Referring expression pointing data:
┄┄┄┄┄┄┄┄┄┄┄┄┄┄┄┄┄┄┄┄
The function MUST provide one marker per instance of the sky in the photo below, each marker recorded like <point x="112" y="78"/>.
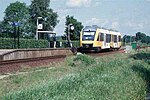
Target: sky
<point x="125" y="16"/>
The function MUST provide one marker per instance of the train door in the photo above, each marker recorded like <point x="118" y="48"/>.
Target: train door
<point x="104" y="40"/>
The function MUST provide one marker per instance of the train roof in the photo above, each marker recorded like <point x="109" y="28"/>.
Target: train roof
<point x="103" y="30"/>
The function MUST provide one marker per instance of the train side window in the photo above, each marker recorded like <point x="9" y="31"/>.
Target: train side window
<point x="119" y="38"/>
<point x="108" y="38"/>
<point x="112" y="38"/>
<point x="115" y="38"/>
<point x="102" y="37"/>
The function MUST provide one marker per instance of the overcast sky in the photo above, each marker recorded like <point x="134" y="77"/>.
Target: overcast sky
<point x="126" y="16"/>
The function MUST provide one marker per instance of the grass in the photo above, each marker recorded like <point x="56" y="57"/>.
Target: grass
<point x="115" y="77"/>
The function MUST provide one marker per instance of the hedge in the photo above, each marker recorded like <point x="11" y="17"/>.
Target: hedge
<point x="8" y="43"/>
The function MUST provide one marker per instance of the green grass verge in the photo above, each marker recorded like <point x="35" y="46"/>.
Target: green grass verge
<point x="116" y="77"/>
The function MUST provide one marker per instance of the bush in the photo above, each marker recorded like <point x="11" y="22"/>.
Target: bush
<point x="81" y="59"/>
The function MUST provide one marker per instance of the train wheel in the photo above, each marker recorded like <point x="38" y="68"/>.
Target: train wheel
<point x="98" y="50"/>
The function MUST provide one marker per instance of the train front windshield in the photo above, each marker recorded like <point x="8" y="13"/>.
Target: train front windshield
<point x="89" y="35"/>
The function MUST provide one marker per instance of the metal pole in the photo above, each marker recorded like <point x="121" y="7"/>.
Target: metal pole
┄┄┄┄┄┄┄┄┄┄┄┄┄┄┄┄┄┄┄┄
[Exercise goal] The preceding entries should be duplicated word for word; no picture belongs in the copy.

[Answer section]
The function MUST provide one marker per instance of the sky in the photo below, each marker recorded like <point x="112" y="78"/>.
Target: sky
<point x="125" y="16"/>
The function MUST provide one marker per instance of the train door in the photo above, each marker recorded like <point x="118" y="48"/>.
Target: train door
<point x="104" y="40"/>
The function MUST provide one marker per instance of the train roof in the photo above, each marker recorded like <point x="109" y="28"/>.
Target: train roof
<point x="103" y="30"/>
The function MUST provide one marker per instance of the train side window in the photo above, each marker recorded like <point x="9" y="31"/>.
Target: train side window
<point x="119" y="38"/>
<point x="108" y="38"/>
<point x="112" y="38"/>
<point x="115" y="38"/>
<point x="102" y="37"/>
The function MUST provide one marker per instance of the overcast sky in the photo above, each marker recorded like <point x="134" y="77"/>.
Target: overcast sky
<point x="126" y="16"/>
The function MUST provide one marker per instance of the grass in the photo above, each marker recorded like <point x="56" y="57"/>.
Target: grass
<point x="115" y="77"/>
The function MUST provide one marker per instance of the hedge in the photo above, each marker recorded like <point x="11" y="17"/>.
Target: hedge
<point x="8" y="43"/>
The function MUST provide one marker per instance of the green grass verge in the photo above, each marker recorded like <point x="35" y="46"/>.
Target: green grass verge
<point x="116" y="77"/>
The function MUST provide one marker per instance of the bush in the photo above, each marker recorded like <point x="11" y="22"/>.
Target: bush
<point x="81" y="59"/>
The function MUST provide one marker per instance of the train wheel in the photo above, each marker recorded like <point x="38" y="68"/>.
Target: train wheel
<point x="98" y="50"/>
The function MUST provide one marker per instance of the train front windshield in the photo above, each marker recorded like <point x="8" y="13"/>.
Target: train front windshield
<point x="89" y="35"/>
The function MUST provide one marker per instance of the metal pole in the photo above, each marker recorded like <point x="121" y="7"/>.
Target: metal pole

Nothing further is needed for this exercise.